* PROMPT
Convert the records below into a JSON list of strings, with each line as its own string and blank lines left out.

* EXERCISE MATERIALS
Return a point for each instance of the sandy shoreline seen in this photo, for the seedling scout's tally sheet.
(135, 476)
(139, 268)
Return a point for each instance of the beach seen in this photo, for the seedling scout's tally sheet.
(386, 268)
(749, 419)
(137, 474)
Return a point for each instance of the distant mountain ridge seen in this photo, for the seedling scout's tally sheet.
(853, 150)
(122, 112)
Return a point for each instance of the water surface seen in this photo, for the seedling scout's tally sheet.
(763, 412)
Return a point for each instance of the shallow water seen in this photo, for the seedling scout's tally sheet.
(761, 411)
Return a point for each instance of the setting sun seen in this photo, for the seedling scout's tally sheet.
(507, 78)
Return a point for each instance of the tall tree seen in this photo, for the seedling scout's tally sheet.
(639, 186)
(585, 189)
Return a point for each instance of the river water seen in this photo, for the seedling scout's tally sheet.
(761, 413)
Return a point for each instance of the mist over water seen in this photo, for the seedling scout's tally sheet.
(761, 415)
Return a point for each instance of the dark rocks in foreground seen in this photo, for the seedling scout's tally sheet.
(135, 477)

* CORRECT RESPONSE
[
  "Return a point for each instance of the sandy shoreline seen in this photo, for the seedling scout's tally sheet.",
  "(135, 476)",
  "(139, 268)",
  "Return a point for each instance of the beach seen in this photo, for the seedling scout's tally sheet.",
  "(386, 268)",
  "(749, 419)",
  "(137, 474)",
  "Return a point for each instance of the distant mountain ridge seen in this photo, for the seedling scout's tally sheet.",
  "(853, 150)",
  "(122, 112)",
  "Return a point for each instance of the water surface seen in this photo, for the seedling scout's tally sheet.",
  "(763, 412)",
  "Return a point for each instance of the shallow water seen in this photo, for the seedling scout's tally sheet.",
  "(761, 411)",
  "Return a point for each instance of the setting sun seen in this photo, for the seedling scout's tally sheet.",
  "(507, 78)",
  "Return a point for each instance of the tall tree seen in this photo, for the seedling scout's tally sheet.",
  "(639, 186)",
  "(585, 189)",
  "Return a point for each instance of the river water seen in this photo, for the seedling scout's tally sheet.",
  "(761, 413)",
  "Return a point for each instance of the mist over water seen in this photo, for the seedling scout's tally sheet.",
  "(761, 415)",
  "Return a point for each instance of the dark rocks in foreground seen in this photo, for the seedling scout's tally sheet.",
  "(135, 477)"
]